Reproduce the listing below, substituting "contour" for "outline" and leaving everything else unchanged.

════════

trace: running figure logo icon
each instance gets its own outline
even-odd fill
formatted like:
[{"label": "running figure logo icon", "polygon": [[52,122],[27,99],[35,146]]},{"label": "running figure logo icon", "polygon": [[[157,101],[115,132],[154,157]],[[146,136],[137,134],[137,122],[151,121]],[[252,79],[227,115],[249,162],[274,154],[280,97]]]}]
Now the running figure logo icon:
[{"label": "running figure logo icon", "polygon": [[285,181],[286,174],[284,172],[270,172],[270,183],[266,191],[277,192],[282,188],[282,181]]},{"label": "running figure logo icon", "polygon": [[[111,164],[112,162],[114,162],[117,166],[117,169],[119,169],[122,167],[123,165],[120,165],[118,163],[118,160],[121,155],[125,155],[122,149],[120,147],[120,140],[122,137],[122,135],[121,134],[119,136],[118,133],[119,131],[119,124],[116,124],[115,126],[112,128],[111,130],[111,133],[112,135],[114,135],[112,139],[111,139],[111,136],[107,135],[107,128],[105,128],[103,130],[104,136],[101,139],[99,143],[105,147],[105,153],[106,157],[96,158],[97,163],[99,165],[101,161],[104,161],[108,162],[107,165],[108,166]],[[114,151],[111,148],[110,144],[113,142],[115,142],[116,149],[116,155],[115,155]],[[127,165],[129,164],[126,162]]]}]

════════

Final answer:
trace: running figure logo icon
each instance gets its own contour
even-odd fill
formatted like:
[{"label": "running figure logo icon", "polygon": [[52,122],[27,99],[35,146]]},{"label": "running figure logo icon", "polygon": [[[157,101],[115,132],[154,157]],[[146,136],[137,134],[137,122],[151,121]],[[252,79],[227,115],[249,162],[274,154],[280,97]]]}]
Now the running figure logo icon:
[{"label": "running figure logo icon", "polygon": [[285,181],[286,174],[284,172],[270,172],[270,183],[266,191],[277,192],[282,188],[282,181]]},{"label": "running figure logo icon", "polygon": [[[111,164],[112,162],[114,162],[117,166],[117,169],[119,169],[122,167],[123,165],[120,165],[118,163],[118,160],[121,155],[125,155],[122,149],[120,147],[120,140],[122,137],[122,135],[121,134],[119,136],[118,133],[119,131],[119,124],[116,124],[115,126],[112,128],[111,130],[111,133],[112,135],[114,135],[112,139],[111,139],[111,136],[107,135],[107,128],[105,128],[103,130],[104,136],[101,139],[99,143],[105,147],[105,153],[106,157],[96,158],[97,163],[99,165],[101,161],[104,161],[108,162],[107,165],[108,166]],[[114,151],[111,148],[110,144],[113,142],[115,142],[116,149],[116,155],[115,155]],[[127,165],[129,164],[126,162]]]}]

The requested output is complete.